*** Records supplied
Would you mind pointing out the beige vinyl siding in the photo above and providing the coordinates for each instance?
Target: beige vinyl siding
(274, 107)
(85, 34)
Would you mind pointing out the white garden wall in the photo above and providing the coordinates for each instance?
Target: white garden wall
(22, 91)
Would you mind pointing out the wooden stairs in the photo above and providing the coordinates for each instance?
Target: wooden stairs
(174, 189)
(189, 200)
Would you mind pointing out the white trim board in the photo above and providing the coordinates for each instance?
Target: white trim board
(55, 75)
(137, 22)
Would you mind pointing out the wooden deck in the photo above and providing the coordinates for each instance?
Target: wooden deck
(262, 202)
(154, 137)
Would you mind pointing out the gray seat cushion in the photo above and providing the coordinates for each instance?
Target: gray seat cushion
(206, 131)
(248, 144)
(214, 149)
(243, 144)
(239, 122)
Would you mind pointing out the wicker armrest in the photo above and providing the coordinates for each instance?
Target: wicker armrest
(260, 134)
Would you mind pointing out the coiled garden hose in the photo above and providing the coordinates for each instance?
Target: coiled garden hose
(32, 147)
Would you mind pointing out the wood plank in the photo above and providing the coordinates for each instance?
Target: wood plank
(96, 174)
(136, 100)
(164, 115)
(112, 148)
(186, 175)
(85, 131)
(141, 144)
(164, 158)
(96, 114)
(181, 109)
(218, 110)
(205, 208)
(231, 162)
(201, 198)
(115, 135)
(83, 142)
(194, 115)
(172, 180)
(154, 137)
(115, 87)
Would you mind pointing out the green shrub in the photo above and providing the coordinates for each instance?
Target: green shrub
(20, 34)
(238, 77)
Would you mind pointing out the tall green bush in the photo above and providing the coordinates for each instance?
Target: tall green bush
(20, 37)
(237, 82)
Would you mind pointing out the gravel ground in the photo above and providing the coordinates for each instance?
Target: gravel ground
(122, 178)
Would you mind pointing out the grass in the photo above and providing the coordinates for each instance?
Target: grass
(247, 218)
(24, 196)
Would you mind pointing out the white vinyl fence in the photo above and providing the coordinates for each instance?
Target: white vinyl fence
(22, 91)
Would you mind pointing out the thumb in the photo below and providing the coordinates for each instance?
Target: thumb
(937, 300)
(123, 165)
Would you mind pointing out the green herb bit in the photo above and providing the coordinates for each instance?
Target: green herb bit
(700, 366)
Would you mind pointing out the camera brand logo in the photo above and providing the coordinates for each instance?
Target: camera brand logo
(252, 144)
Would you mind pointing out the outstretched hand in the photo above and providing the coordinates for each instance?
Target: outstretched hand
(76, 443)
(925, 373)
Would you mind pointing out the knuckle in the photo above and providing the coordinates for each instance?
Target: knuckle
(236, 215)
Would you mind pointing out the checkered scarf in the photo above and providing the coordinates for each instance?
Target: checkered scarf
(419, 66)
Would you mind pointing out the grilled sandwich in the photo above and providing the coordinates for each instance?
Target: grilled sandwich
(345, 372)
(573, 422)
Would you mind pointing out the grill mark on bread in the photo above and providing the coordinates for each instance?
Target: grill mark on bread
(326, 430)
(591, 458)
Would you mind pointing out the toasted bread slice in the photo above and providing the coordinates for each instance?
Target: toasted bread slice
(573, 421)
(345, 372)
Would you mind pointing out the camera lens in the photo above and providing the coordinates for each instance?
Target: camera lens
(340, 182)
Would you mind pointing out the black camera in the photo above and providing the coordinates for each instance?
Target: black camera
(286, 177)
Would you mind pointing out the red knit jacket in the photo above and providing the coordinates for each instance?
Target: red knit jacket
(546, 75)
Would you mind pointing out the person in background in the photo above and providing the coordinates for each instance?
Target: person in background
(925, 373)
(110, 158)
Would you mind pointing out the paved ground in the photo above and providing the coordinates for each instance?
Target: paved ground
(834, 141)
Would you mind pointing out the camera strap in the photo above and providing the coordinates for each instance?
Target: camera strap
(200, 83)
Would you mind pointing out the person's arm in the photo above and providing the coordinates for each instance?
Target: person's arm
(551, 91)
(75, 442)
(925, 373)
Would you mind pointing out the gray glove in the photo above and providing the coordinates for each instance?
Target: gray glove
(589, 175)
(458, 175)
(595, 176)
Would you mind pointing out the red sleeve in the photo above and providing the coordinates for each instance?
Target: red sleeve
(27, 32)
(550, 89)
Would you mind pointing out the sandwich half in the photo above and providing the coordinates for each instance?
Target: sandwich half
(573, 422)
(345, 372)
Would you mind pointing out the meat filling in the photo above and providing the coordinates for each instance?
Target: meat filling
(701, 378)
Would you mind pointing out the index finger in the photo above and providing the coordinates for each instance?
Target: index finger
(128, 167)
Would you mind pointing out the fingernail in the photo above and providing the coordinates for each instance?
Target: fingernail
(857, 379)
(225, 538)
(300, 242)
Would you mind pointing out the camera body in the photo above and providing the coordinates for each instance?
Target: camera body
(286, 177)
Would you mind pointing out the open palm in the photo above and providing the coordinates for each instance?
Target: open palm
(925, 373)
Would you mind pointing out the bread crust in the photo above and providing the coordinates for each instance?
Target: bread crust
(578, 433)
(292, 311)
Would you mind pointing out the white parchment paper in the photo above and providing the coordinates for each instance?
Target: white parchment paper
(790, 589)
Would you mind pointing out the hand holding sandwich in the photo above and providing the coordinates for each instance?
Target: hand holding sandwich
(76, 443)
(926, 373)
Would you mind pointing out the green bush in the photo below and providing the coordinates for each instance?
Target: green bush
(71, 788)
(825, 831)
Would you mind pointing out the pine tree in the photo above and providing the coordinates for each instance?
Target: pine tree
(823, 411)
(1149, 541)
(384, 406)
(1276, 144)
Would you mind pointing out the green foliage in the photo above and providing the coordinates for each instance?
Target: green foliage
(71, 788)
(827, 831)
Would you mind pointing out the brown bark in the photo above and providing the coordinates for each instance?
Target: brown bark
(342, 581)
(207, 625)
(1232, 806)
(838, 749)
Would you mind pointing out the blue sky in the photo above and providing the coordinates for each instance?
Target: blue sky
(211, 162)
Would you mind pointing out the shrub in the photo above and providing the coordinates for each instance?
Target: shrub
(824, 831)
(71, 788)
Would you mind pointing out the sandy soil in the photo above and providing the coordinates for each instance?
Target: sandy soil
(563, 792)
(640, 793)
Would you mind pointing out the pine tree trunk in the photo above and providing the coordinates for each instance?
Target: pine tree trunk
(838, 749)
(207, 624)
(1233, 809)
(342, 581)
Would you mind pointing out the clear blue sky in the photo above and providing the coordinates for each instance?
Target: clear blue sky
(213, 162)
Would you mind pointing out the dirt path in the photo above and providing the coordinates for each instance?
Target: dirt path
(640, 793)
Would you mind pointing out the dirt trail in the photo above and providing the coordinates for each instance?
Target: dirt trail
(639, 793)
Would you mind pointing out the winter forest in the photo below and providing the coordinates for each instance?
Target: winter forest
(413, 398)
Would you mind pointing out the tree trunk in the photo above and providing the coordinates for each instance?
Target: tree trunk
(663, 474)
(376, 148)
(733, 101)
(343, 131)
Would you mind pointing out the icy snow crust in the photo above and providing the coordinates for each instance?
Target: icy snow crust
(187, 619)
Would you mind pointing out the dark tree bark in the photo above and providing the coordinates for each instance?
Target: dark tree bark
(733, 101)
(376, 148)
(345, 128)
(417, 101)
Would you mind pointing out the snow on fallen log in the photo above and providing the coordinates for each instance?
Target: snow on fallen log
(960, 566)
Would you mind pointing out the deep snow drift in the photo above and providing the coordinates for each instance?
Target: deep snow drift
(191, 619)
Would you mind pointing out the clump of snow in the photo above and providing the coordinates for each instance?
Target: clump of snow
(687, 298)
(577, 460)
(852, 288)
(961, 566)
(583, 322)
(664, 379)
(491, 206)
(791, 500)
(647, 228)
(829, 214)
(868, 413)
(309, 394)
******
• **Exercise task**
Rewrite all of the entries above, replacing "providing the coordinates" with "giving the coordinates" wherever it occurs and leaving everything else unchanged.

• **The completed task**
Would you mind pointing out the beige vinyl siding in the photo above and giving the coordinates for each instance?
Target: beige vinyl siding
(274, 107)
(85, 34)
Would you mind pointing out the white garden wall in the photo above and giving the coordinates for each instance?
Target: white garden wall
(22, 91)
Would you mind pointing out the wooden stairs in the photo above and giving the coordinates for each instance?
Target: wooden stairs
(174, 189)
(189, 200)
Would you mind pointing out the white trim board in the photo above and giving the coordinates for each instance?
Target: white trim board
(55, 75)
(137, 22)
Would you mind pointing out the wooden deck in the photo above and giving the coordinates for each instance?
Target: wooden deck
(262, 202)
(154, 137)
Would you mind pointing out the gray seat cushion in the photo above and giving the coordinates for each instance?
Target: gray seat cushion
(206, 131)
(248, 144)
(214, 149)
(243, 144)
(239, 122)
Would you mind pointing out the wicker armrest in the photo above and giving the coordinates for each instance?
Target: wicker armrest
(260, 134)
Would you mind pointing out the coiled garden hose in the photo above and giving the coordinates for each instance?
Target: coiled garden hose
(32, 147)
Would you mind pointing out the wood plank in the photo above and giving the coordinates for each instance?
Target: wood plank
(96, 174)
(136, 100)
(164, 115)
(112, 148)
(186, 175)
(85, 131)
(141, 144)
(164, 158)
(96, 114)
(181, 109)
(218, 110)
(205, 208)
(231, 162)
(201, 198)
(115, 135)
(83, 142)
(194, 115)
(172, 180)
(154, 137)
(115, 87)
Would you mind pointing out the green shrub in the photo above and giving the coordinates for each instance?
Target: green shrub
(20, 34)
(238, 77)
Would you mind pointing out the tall green bush in the photo above and giving the coordinates for each instance?
Target: tall green bush
(20, 37)
(237, 82)
Would you mind pointing out the gravel ground in the photo above and giving the coordinates for each instance?
Target: gravel ground
(122, 178)
Would you mind pointing out the grass in the photo above and giving the coordinates for each instance?
Target: grass
(247, 218)
(24, 196)
Would you mind pointing out the white vinyl fence in the photo above and giving the coordinates for each instance?
Target: white vinyl fence
(22, 91)
Would you mind pointing out the thumb in the photo below and giving the coordinates for each instance?
Target: thumb
(937, 300)
(123, 165)
Would you mind pointing out the green herb bit in the photo above and giving the coordinates for each instance?
Target: green herb bit
(700, 366)
Would you mind pointing out the camera brand logo in the photo above and giving the coordinates for each instance?
Target: camera brand logo
(252, 144)
Would you mind pointing out the outstretched hand in the photo above and giving the coordinates for each instance?
Target: outstretched hand
(76, 443)
(925, 373)
Would you mind pointing out the knuckle in the photo above and giving the coordinates for each instance?
Target: knuckle
(236, 215)
Would you mind pointing out the checkered scarf in the photo above and giving the coordinates for each instance?
Target: checkered scarf
(419, 66)
Would you mind pointing out the grilled sandwich in the photo above and giving the coordinates for each instance?
Target: grilled sandwich
(345, 372)
(573, 422)
Would you mind pointing out the grill mark on bread in the photo above and giving the coordinates for each instance?
Target: grill mark on bread
(326, 430)
(591, 458)
Would you mind pointing out the toasted bread slice in the photo above and giving the coordinates for each instance?
Target: toasted bread slice
(573, 421)
(345, 372)
Would you mind pointing out the camera lens in the photo above and giving the coordinates for each instance?
Target: camera lens
(340, 182)
Would you mind pointing out the black camera in the photo above and giving the coordinates for each instance?
Target: black camera
(286, 177)
Would you mind pointing out the red knit jacket in the photo above and giving the coordinates for each instance?
Target: red knit jacket
(546, 75)
Would you mind pointing out the person in background in the photo above and giving the coordinates for each instance?
Target: person in background
(925, 373)
(110, 158)
Would you mind pointing out the paved ground in the photo above and giving the coordinates for each instance?
Target: paved ground
(834, 141)
Would you mind pointing out the camera strap in the photo above and giving the coordinates for each instance?
Target: camera strap
(200, 83)
Would you mind pointing out the person's arm in the photo above and giving the coordinates for each instance?
Target: person's arm
(551, 91)
(75, 442)
(925, 373)
Would you mind pointing out the gray glove in the photo above and giving the coordinates for each instance?
Target: gray glove
(589, 175)
(458, 175)
(595, 176)
Would you mind pointing out the red sleeve in the photo above and giving the coordinates for each instance?
Target: red sleeve
(27, 32)
(550, 89)
Would you mind pointing out the sandwich half in the photo above and giving the coordinates for each instance?
Target: sandwich half
(573, 422)
(345, 372)
Would you mind pointing out the meat filling in the photo above and giving the coordinates for each instance?
Target: meat filling
(701, 378)
Would you mind pointing out the index finger in the photo above and giving the coordinates for each instance?
Target: index finger
(128, 167)
Would you mind pointing out the fingernail in the photo above and giving the coordinates for each instance?
Target: fingernail
(857, 379)
(225, 538)
(300, 242)
Would you mind pointing out the camera body in the photo above and giving the coordinates for each instance?
Target: camera body
(286, 177)
Would you mind pointing out the open palm in the photo above and giving the coordinates for each instance?
Target: open palm
(925, 373)
Would you mind pointing out the bread crust in the photo above and giving the coordinates for each instance?
Target: bread crust
(578, 433)
(292, 311)
Would you mind pointing out the white parchment paper in the photo above and giving the coordinates for each instance?
Target: white parchment paper
(790, 589)
Would you mind pointing out the hand holding sandwich in the photo above and giving the coordinates for each instance?
Target: hand holding sandwich
(76, 443)
(926, 373)
Would you mind pointing out the green bush in the photo below and giving the coordinates for each instance?
Target: green bush
(71, 788)
(825, 831)
Would you mind pointing out the pine tree in the photo above and giving the coordinates for each instance?
Target: pine tree
(823, 411)
(1149, 541)
(384, 406)
(1276, 144)
Would you mind pointing out the green foliage in the photo above and giving the coordinates for each instance?
Target: green foliage
(71, 788)
(827, 831)
Would you mind pointing out the brown bark in the photo above and giving the coordinates for each instance?
Target: brown bark
(342, 581)
(207, 625)
(1232, 806)
(838, 749)
Would you mind pointing out the blue sky in the photo above and giving the coordinates for each instance?
Target: blue sky
(211, 162)
Would you mind pointing out the shrub in the photo above and giving the coordinates for each instance?
Target: shrub
(824, 831)
(71, 788)
Would you mind pointing out the sandy soil in the photo above and giving the coordinates for each instance?
Target: sandy soil
(563, 792)
(640, 793)
Would you mind pointing out the pine tree trunk in the photo above and giving the coordinates for each instance?
Target: pine tree trunk
(838, 749)
(207, 624)
(1233, 809)
(342, 581)
Would you mind pointing out the clear blue sky in the photo above and giving the coordinates for each instance?
Target: clear blue sky
(213, 162)
Would you mind pointing out the dirt path in the photo above and giving the coordinates for each instance?
Target: dirt path
(640, 793)
Would you mind pointing out the dirt trail in the photo above and giving the coordinates for each instance?
Target: dirt trail
(639, 793)
Would you mind pointing out the winter forest in the photo below and giving the coordinates for each instance?
Target: winter forest
(413, 398)
Would you mind pointing out the tree trunk in the photo above and giving the coordinates for each instance?
Target: tree trunk
(663, 474)
(376, 148)
(733, 101)
(343, 131)
Would you mind pointing out the icy snow crust in the photo above and giving the coordinates for each instance?
Target: icy snow crust
(187, 619)
Would you mind pointing out the dark tree bark in the photo above and giving the coordinates for each instance?
Target: dark tree bark
(733, 101)
(376, 148)
(345, 128)
(417, 101)
Would you mind pointing out the snow on fallen log in the photo above and giving the coordinates for each instance?
Target: snow on fallen log
(960, 566)
Would you mind pointing out the deep snow drift in the photo above and giving the coordinates for each instance?
Target: deep snow drift
(191, 619)
Would you mind pointing out the clump of snow in the photo above and giving the coordinates for each instance?
Target: clump of snow
(687, 298)
(577, 460)
(852, 288)
(961, 566)
(583, 322)
(664, 379)
(491, 206)
(791, 500)
(647, 228)
(829, 214)
(868, 413)
(309, 394)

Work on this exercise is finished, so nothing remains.